--- Begin Data to process ---

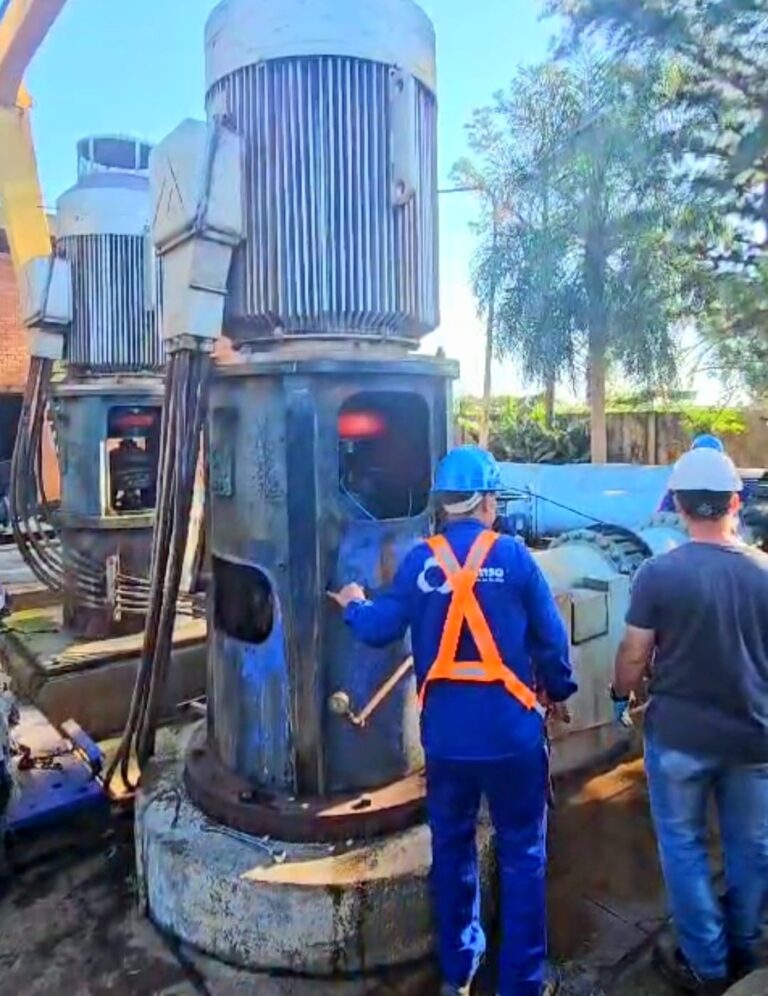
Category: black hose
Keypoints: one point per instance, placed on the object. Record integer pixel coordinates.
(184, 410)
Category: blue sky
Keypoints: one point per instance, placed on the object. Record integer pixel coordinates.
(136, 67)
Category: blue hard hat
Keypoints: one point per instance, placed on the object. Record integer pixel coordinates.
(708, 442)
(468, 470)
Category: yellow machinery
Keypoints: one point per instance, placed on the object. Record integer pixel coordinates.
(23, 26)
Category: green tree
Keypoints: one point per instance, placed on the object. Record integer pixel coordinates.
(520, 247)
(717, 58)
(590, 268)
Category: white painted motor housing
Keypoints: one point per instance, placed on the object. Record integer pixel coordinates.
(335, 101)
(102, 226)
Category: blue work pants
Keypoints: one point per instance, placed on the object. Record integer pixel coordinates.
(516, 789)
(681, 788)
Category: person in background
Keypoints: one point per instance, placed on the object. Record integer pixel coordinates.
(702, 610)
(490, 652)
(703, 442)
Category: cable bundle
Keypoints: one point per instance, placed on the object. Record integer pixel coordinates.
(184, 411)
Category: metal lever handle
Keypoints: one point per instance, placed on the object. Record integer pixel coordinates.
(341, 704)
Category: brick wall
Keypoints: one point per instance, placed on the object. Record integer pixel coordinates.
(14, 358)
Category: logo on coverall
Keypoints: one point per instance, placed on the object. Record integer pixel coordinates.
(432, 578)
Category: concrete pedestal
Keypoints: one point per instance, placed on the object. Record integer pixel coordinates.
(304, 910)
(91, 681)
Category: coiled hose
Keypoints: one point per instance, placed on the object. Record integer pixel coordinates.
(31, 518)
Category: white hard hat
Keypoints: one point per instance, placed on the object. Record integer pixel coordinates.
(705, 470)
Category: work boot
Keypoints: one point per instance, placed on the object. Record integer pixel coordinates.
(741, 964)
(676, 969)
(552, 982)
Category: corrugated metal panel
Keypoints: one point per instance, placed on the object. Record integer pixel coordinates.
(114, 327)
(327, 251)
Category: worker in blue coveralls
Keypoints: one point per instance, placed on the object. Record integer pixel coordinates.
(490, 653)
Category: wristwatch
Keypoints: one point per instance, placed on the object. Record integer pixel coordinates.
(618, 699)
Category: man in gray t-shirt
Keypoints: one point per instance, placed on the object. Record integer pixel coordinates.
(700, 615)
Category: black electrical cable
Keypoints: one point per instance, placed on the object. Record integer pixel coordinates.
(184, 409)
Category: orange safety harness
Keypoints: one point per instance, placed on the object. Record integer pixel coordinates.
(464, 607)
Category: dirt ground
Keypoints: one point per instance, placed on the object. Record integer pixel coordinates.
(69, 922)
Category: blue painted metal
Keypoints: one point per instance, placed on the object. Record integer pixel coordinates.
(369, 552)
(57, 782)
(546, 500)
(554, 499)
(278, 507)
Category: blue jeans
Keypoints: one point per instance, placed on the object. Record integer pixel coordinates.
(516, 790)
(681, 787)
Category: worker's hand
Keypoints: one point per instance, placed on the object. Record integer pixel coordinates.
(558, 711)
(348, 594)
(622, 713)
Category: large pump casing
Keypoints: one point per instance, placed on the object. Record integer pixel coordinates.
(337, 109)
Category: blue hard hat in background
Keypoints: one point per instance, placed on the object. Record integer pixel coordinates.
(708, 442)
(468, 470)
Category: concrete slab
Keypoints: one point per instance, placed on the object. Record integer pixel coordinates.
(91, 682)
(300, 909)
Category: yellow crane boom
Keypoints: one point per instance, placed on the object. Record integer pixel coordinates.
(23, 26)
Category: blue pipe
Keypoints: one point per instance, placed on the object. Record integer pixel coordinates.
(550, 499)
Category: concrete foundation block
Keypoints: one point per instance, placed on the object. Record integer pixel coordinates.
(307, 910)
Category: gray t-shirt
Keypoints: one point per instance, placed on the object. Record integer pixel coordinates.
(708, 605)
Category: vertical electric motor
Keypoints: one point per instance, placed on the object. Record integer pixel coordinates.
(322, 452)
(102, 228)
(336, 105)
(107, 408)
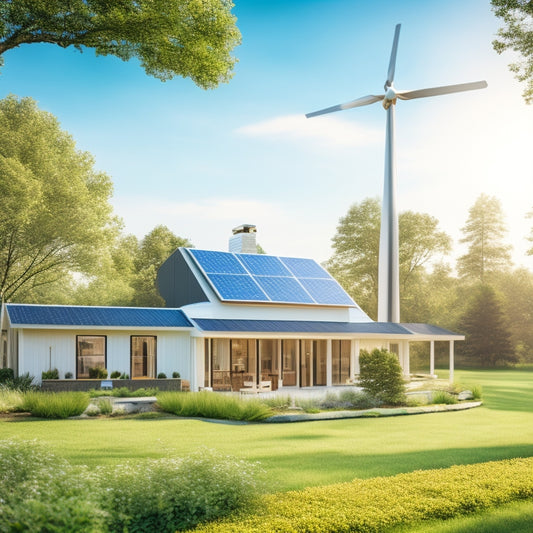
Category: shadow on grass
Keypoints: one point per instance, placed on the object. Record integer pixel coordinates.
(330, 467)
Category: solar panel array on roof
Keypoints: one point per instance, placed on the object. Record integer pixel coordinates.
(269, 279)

--- End Data to process ---
--- Begin Data to process ---

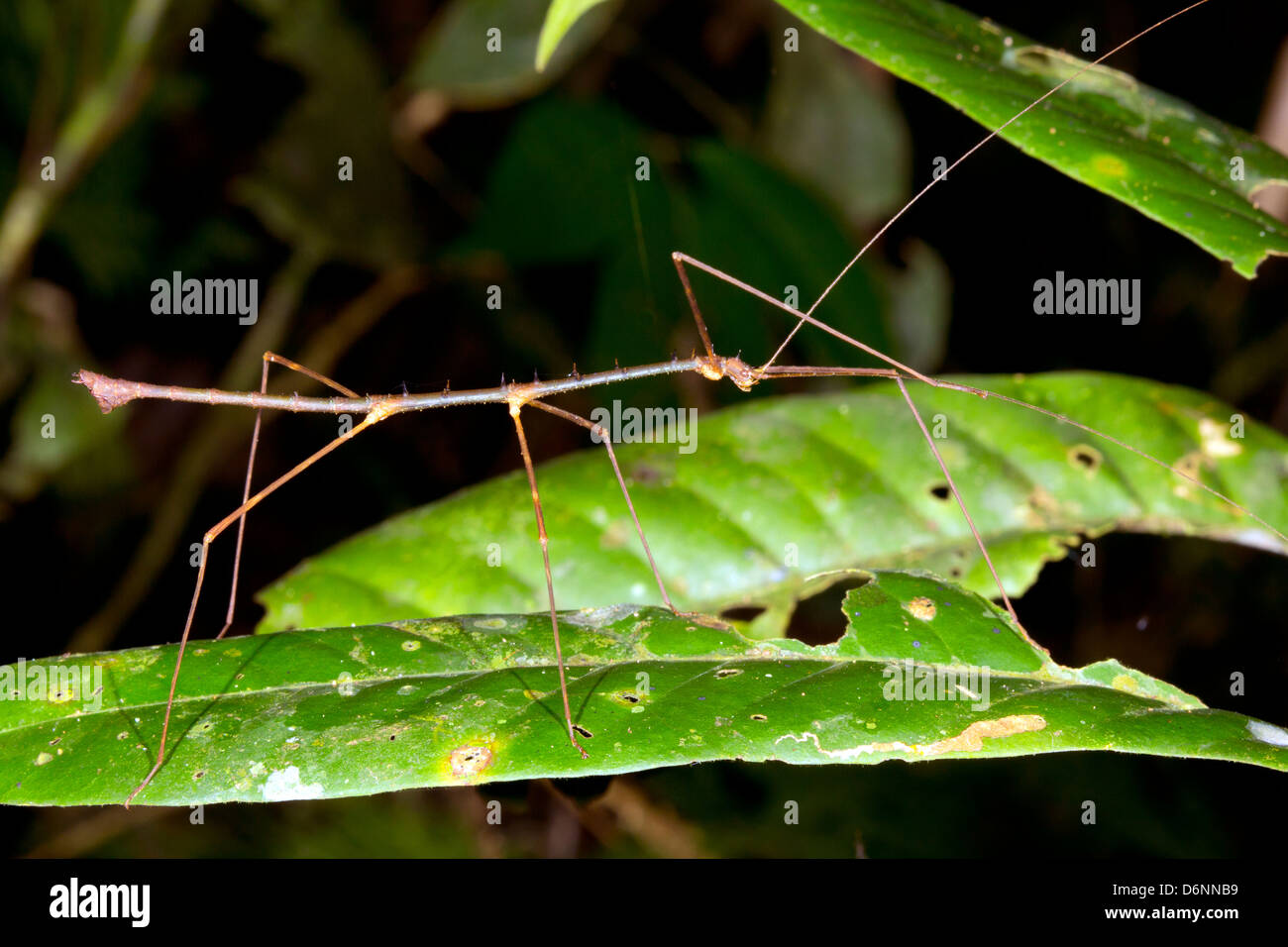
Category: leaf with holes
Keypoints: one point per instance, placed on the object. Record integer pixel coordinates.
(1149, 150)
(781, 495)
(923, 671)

--- End Data to process ---
--- Begin Data to process ---

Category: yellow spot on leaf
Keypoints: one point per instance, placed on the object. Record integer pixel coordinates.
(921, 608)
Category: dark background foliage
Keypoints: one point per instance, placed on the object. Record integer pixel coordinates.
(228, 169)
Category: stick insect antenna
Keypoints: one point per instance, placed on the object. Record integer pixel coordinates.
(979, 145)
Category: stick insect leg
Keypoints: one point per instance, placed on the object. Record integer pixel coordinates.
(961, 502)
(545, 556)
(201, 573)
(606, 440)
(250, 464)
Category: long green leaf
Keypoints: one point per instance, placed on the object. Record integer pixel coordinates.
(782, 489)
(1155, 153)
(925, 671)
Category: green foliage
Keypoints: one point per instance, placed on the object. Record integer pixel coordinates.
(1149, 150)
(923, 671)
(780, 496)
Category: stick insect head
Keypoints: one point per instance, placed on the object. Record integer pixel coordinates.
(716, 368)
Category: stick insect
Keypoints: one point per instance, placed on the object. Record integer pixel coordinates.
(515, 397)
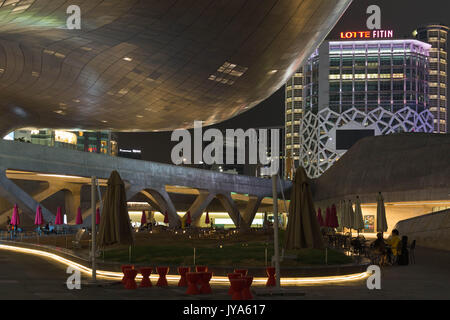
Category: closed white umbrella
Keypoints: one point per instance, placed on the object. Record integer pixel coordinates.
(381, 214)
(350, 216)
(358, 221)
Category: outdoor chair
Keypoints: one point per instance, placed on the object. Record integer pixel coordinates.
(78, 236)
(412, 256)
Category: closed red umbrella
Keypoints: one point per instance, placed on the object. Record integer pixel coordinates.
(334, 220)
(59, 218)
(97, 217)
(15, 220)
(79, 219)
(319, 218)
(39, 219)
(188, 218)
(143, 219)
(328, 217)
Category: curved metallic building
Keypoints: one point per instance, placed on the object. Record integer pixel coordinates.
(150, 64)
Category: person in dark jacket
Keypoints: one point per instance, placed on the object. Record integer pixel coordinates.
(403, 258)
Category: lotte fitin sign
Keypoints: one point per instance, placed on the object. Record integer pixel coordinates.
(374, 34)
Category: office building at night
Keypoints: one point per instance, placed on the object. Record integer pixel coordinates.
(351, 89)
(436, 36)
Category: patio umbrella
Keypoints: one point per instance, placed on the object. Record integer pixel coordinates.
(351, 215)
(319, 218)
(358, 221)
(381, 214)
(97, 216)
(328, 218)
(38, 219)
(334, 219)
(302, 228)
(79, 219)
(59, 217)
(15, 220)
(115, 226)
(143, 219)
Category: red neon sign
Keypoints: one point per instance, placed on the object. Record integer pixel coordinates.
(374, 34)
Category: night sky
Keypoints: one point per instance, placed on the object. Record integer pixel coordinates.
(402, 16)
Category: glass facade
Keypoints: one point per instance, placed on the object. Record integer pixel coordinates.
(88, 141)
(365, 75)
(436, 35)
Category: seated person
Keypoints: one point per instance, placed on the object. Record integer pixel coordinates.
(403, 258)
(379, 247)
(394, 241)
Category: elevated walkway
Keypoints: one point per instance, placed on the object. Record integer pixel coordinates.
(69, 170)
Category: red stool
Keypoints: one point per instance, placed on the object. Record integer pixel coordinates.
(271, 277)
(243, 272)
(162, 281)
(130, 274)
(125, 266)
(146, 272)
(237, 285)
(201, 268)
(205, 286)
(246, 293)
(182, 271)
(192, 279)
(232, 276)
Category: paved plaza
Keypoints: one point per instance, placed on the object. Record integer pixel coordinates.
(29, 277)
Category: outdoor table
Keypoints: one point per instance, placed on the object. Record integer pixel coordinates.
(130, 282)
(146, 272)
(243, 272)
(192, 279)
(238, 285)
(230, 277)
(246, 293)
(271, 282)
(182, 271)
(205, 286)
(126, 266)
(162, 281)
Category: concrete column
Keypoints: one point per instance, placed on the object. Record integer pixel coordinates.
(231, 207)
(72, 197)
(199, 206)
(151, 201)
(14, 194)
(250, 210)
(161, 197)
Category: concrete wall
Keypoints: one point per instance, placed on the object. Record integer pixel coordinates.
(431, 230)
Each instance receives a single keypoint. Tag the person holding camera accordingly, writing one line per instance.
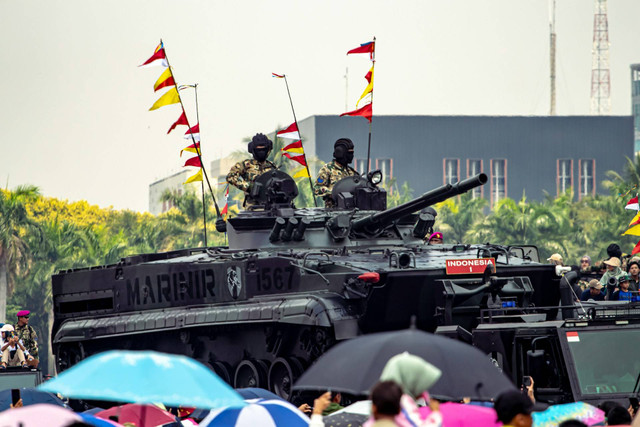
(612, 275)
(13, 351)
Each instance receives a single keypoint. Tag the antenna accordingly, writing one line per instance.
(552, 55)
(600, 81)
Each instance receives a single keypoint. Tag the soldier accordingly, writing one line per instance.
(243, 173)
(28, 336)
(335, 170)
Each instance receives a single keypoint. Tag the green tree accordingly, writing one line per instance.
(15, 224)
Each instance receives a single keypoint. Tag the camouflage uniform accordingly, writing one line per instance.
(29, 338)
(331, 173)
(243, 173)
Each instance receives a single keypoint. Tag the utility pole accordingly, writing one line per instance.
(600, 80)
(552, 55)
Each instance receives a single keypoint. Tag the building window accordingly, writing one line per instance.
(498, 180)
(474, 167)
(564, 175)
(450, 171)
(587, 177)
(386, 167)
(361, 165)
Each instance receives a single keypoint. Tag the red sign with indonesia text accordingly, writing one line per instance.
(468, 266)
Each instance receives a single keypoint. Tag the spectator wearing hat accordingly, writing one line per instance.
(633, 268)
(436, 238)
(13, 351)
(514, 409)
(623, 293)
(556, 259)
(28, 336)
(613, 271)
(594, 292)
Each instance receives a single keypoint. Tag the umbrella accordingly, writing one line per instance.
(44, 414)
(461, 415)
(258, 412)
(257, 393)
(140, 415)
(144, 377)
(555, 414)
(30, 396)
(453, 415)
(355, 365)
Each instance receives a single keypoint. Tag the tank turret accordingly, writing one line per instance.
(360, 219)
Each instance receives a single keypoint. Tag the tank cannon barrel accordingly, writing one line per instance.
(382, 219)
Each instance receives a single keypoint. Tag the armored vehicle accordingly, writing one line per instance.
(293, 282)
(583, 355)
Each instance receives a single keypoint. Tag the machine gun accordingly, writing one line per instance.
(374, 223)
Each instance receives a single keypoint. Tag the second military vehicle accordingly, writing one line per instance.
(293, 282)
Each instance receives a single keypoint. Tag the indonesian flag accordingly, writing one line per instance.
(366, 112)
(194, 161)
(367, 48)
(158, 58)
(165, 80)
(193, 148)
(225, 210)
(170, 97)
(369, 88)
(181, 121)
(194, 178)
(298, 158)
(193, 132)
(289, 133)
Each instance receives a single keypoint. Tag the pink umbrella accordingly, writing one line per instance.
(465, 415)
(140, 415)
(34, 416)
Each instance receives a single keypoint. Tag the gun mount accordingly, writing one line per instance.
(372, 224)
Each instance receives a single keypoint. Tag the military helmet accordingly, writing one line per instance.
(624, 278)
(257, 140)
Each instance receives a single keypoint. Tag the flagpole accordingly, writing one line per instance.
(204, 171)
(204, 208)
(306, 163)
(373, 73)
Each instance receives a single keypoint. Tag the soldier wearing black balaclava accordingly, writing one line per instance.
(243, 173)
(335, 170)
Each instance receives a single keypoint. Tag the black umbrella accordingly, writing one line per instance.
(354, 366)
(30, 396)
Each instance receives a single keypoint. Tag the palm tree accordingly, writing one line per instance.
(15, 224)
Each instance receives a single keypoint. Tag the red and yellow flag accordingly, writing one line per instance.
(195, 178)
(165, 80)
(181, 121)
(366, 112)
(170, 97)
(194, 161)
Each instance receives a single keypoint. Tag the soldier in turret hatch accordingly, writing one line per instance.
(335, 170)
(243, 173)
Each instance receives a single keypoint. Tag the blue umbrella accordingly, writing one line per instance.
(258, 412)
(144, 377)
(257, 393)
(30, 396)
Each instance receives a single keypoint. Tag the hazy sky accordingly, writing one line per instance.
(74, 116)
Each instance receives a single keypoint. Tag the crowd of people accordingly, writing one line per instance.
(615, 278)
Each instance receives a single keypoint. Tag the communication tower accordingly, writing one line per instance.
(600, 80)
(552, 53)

--- End Data to process ---

Written request> Identify every line in the entries that contains the string "foliage", treating uppercase and lowercase as distinct, and copy each such line.

Correct output>
Category: dark background foliage
Category: green foliage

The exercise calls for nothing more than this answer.